YOUR INSTRUCTIONS
Rewrite everything from the line containing "# segment the vertical column" down to the line containing "POLYGON ((115 107, 115", putting "upright post" wherever "vertical column" appears and changing nothing else.

======== WORKING DATA ========

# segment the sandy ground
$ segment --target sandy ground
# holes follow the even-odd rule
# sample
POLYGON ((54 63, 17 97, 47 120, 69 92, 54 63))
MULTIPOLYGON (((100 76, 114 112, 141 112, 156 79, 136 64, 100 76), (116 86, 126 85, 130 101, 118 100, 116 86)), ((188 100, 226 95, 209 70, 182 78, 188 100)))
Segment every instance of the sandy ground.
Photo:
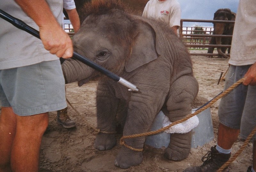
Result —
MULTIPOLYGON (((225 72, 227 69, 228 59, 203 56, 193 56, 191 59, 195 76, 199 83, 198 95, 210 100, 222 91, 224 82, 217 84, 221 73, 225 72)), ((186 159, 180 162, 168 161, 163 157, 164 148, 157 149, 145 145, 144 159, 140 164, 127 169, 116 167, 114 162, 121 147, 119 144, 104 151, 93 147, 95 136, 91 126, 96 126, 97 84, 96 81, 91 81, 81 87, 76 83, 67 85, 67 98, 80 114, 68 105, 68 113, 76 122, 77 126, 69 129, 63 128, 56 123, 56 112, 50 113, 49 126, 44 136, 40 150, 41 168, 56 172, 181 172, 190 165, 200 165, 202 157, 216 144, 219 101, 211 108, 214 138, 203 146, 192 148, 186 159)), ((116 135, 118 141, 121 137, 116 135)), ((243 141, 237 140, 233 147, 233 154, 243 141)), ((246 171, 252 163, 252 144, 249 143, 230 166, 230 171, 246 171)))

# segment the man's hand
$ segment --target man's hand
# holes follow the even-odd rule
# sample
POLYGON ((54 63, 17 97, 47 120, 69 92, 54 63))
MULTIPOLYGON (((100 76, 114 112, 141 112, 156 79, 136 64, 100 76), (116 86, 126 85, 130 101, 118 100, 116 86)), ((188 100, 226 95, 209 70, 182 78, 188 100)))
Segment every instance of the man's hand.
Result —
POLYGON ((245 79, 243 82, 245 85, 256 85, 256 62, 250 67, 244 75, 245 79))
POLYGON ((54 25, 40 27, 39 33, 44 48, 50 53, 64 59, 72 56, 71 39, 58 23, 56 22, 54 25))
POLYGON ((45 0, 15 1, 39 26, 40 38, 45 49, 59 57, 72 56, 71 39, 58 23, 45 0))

========
======== WORKING DATA ========

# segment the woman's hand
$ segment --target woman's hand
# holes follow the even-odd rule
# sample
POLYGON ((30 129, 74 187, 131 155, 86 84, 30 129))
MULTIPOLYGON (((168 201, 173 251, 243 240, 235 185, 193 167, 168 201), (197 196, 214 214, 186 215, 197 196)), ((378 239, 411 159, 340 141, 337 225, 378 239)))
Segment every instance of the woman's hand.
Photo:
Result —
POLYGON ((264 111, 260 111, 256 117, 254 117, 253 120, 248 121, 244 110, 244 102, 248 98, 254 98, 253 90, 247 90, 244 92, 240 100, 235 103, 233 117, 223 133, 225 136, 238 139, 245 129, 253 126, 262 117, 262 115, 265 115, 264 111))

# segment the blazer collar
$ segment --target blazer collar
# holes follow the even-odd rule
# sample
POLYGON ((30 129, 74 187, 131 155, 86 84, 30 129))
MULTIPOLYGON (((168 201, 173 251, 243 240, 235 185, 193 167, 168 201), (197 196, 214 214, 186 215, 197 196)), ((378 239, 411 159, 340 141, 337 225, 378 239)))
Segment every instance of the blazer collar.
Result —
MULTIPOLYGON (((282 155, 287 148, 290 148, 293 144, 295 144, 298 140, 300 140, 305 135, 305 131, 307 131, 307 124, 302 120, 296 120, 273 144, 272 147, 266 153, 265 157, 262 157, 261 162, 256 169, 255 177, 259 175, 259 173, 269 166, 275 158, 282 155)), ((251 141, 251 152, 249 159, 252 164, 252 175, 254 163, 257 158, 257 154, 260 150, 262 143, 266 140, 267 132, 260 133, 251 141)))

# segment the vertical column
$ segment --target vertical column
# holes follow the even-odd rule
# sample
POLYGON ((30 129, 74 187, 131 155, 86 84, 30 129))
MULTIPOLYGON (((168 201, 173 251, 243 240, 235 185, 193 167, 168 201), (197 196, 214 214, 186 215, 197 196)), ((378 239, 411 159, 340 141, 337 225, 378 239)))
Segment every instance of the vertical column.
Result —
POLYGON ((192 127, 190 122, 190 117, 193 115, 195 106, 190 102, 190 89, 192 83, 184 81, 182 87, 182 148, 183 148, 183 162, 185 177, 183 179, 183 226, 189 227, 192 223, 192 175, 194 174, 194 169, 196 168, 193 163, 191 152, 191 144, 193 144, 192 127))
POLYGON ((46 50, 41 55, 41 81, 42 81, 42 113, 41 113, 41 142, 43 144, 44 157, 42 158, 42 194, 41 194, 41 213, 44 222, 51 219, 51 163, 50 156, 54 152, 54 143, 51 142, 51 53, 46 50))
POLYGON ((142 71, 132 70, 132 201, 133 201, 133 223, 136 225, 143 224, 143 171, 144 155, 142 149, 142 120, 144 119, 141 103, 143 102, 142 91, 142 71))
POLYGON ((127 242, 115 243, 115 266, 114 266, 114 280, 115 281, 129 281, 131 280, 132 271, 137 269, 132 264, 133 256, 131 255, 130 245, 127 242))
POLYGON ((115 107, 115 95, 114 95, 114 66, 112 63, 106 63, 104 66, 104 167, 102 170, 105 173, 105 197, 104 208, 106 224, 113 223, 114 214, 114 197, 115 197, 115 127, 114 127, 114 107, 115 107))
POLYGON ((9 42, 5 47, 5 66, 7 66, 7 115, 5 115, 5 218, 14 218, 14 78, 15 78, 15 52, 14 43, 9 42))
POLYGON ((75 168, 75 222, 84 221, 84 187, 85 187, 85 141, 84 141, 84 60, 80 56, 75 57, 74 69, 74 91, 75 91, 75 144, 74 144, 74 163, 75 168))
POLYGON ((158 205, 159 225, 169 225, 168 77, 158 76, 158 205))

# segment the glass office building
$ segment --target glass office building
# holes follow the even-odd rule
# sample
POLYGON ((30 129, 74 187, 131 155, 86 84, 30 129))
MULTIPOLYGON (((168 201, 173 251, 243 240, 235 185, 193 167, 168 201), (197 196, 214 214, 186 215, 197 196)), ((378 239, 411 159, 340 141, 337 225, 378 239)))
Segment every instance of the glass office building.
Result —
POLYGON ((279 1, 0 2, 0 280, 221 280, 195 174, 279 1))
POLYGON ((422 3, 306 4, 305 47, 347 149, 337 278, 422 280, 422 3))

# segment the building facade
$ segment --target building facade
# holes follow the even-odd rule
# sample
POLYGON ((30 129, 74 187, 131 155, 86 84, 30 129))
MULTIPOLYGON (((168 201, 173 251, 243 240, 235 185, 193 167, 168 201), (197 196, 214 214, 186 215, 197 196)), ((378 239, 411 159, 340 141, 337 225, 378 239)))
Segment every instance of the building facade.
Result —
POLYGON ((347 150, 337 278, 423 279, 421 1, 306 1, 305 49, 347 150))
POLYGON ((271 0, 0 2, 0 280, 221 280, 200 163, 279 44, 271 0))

========
======== WORKING DATA ========

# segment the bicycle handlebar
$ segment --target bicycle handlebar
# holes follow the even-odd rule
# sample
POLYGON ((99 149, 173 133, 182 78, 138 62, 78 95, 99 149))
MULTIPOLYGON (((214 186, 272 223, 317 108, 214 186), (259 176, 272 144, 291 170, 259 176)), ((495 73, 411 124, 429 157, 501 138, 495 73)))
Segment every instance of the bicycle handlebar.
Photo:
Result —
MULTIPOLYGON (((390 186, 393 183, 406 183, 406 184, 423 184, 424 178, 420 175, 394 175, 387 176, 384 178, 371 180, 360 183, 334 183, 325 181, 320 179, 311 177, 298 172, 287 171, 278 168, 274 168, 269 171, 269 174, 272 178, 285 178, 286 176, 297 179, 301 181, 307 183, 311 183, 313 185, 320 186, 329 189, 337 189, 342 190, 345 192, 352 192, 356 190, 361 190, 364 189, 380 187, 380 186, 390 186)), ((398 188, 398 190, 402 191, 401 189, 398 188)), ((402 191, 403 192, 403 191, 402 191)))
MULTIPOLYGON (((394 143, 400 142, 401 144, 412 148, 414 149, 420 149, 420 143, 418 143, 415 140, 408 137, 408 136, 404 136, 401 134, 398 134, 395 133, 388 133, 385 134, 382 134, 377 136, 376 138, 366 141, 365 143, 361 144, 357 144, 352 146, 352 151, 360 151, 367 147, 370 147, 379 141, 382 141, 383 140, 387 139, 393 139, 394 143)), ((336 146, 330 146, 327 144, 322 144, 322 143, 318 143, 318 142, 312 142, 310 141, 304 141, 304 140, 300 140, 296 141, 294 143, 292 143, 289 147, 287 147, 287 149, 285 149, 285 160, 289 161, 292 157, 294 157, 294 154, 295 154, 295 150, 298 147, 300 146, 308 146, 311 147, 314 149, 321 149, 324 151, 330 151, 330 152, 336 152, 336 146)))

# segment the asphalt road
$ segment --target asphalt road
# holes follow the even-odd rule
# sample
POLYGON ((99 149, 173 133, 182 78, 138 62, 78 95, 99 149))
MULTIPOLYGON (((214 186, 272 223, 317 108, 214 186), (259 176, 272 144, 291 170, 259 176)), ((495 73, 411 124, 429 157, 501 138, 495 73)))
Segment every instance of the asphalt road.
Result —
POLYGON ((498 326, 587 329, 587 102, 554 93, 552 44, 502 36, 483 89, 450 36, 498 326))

========

FULL OUTPUT
# segment the upright post
$ segment --target upright post
# holes follow the even-odd rule
# sample
POLYGON ((30 129, 74 187, 131 155, 86 84, 30 129))
MULTIPOLYGON (((168 201, 173 251, 243 240, 235 185, 193 167, 168 201), (197 196, 214 214, 186 215, 197 196)), ((378 239, 411 159, 340 141, 337 225, 378 239)))
Segment every instance of the upright post.
Result —
POLYGON ((192 127, 190 122, 190 117, 193 115, 195 106, 190 102, 190 89, 192 83, 184 81, 182 87, 182 148, 183 148, 183 162, 185 177, 183 179, 183 226, 189 227, 192 223, 192 175, 194 174, 194 169, 196 168, 193 163, 191 152, 191 144, 193 144, 192 127))
POLYGON ((46 50, 41 55, 41 81, 42 81, 42 113, 41 113, 41 142, 43 144, 44 157, 42 158, 42 194, 41 194, 41 213, 44 222, 51 219, 51 163, 50 156, 54 152, 54 143, 51 142, 51 53, 46 50))
POLYGON ((142 71, 132 70, 132 201, 133 201, 133 223, 136 225, 143 224, 143 171, 144 155, 142 149, 142 120, 144 119, 141 103, 143 102, 142 91, 142 71))
POLYGON ((127 242, 115 243, 115 266, 114 266, 114 280, 115 281, 129 281, 131 280, 132 271, 137 269, 132 264, 133 256, 131 255, 130 245, 127 242))
POLYGON ((115 107, 115 95, 114 95, 114 66, 112 63, 106 63, 104 66, 104 167, 102 170, 105 173, 105 197, 104 208, 106 224, 113 223, 114 214, 114 197, 115 197, 115 127, 114 127, 114 107, 115 107))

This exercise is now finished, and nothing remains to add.